To be done:
Write out every one of the records below word for word, leaving the pictures out.

Dataset entries:
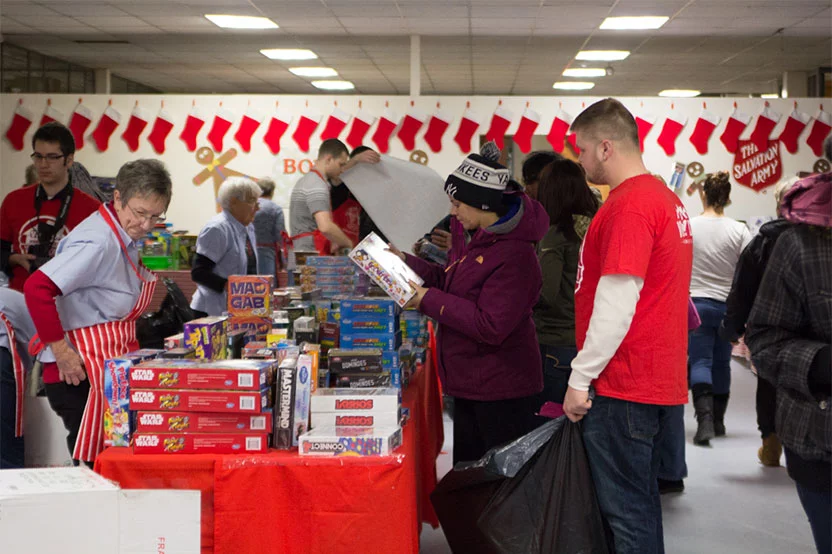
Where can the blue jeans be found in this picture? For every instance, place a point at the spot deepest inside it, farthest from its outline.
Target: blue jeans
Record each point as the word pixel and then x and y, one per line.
pixel 557 367
pixel 11 447
pixel 622 443
pixel 710 356
pixel 818 508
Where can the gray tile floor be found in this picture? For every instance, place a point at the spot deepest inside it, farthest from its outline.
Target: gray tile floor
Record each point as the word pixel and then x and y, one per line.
pixel 731 503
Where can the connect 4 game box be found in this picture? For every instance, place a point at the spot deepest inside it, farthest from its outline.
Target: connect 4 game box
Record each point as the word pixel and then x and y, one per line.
pixel 350 441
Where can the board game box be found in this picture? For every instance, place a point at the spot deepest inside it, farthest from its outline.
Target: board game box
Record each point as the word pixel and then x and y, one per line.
pixel 200 400
pixel 350 441
pixel 205 375
pixel 187 422
pixel 197 443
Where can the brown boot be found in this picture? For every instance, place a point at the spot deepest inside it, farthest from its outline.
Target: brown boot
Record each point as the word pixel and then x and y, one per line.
pixel 769 453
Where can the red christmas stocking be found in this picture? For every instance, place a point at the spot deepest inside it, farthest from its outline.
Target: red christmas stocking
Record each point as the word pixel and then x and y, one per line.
pixel 79 122
pixel 500 122
pixel 21 121
pixel 525 130
pixel 160 131
pixel 386 126
pixel 135 127
pixel 219 128
pixel 361 123
pixel 51 114
pixel 307 124
pixel 671 130
pixel 277 128
pixel 106 127
pixel 557 133
pixel 794 127
pixel 765 125
pixel 702 131
pixel 335 124
pixel 573 142
pixel 193 124
pixel 733 129
pixel 437 125
pixel 467 127
pixel 251 121
pixel 820 130
pixel 411 124
pixel 645 124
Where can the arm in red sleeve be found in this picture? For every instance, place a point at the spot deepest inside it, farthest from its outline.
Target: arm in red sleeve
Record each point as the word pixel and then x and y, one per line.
pixel 40 293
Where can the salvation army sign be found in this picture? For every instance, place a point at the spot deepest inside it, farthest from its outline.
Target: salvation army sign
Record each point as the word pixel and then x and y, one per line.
pixel 757 170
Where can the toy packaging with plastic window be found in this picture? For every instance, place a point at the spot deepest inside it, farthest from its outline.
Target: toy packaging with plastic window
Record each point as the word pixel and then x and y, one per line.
pixel 187 422
pixel 198 443
pixel 350 441
pixel 200 400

Reply:
Where can the blue jeans be found in this picture? For every instance, place a point at the spot deepest inside it, farthest from its outline.
Target: blue jeans
Record each point as the word pixel and then x and y, one per line.
pixel 557 367
pixel 11 447
pixel 622 443
pixel 710 356
pixel 818 508
Where can the gray tile floor be found in this picture? For every instance, place a point at the spot deepest inside it, farthest from its outline.
Target: gray tile floor
Record each point as the word pixel and then x and y, one per line.
pixel 731 503
Where can the connect 4 game box be found in this picture? For every instance, place a point at the spot deepest inside it, farthest from its outline.
Target: connect 4 game box
Record each point as the word pixel and then x and y, one per line.
pixel 350 441
Where can the board game box be found in this picture? For every instance, place a point at the spot deepest inside it, farthest from its outline.
Target: board game box
Record each point as the word pixel and then x and y, one per line.
pixel 200 400
pixel 350 441
pixel 205 375
pixel 187 422
pixel 197 443
Where can the brown boot be found in this picture? For every instance, place a point at the spot deepest inside it, farthest from its outline.
Target: brown boot
Record each point as the word pixel and then x and y, one per line.
pixel 769 453
Where can the red christmas stocking be found in this picture? For every instance, place a point at the spot deepest inside it, farthest from its outline.
Target: red christmas stocking
Record each point as the word pixel and then x and y, one per line.
pixel 79 122
pixel 500 122
pixel 21 121
pixel 525 130
pixel 160 131
pixel 386 126
pixel 135 127
pixel 219 128
pixel 361 123
pixel 51 114
pixel 307 124
pixel 671 130
pixel 277 128
pixel 106 127
pixel 557 133
pixel 794 127
pixel 765 125
pixel 702 131
pixel 335 124
pixel 573 142
pixel 193 124
pixel 733 129
pixel 437 125
pixel 467 127
pixel 251 121
pixel 820 130
pixel 411 124
pixel 645 124
Where can the arm in red sleeve be found in this picture? For every instance, place a point at the spot deepest inside it, farthest from its outline.
Target: arm in red sleeve
Record each point as the word pixel and then x and y, one per line.
pixel 40 293
Where can the salvation army sign be found in this picture? For every instance, place a point at the spot deepest inside it, farthest from its outline.
Target: salvation army sign
Record each point as the word pixel and then x and y, one per line.
pixel 757 170
Where can the toy packaging with plastic window be found in this picture? For every instance, place a point at the spot deepest inside it, farthest from its outline.
Target: toy packaging with plastic window
Record each point as the word pixel and then x and y, one per line.
pixel 187 422
pixel 198 443
pixel 350 441
pixel 200 400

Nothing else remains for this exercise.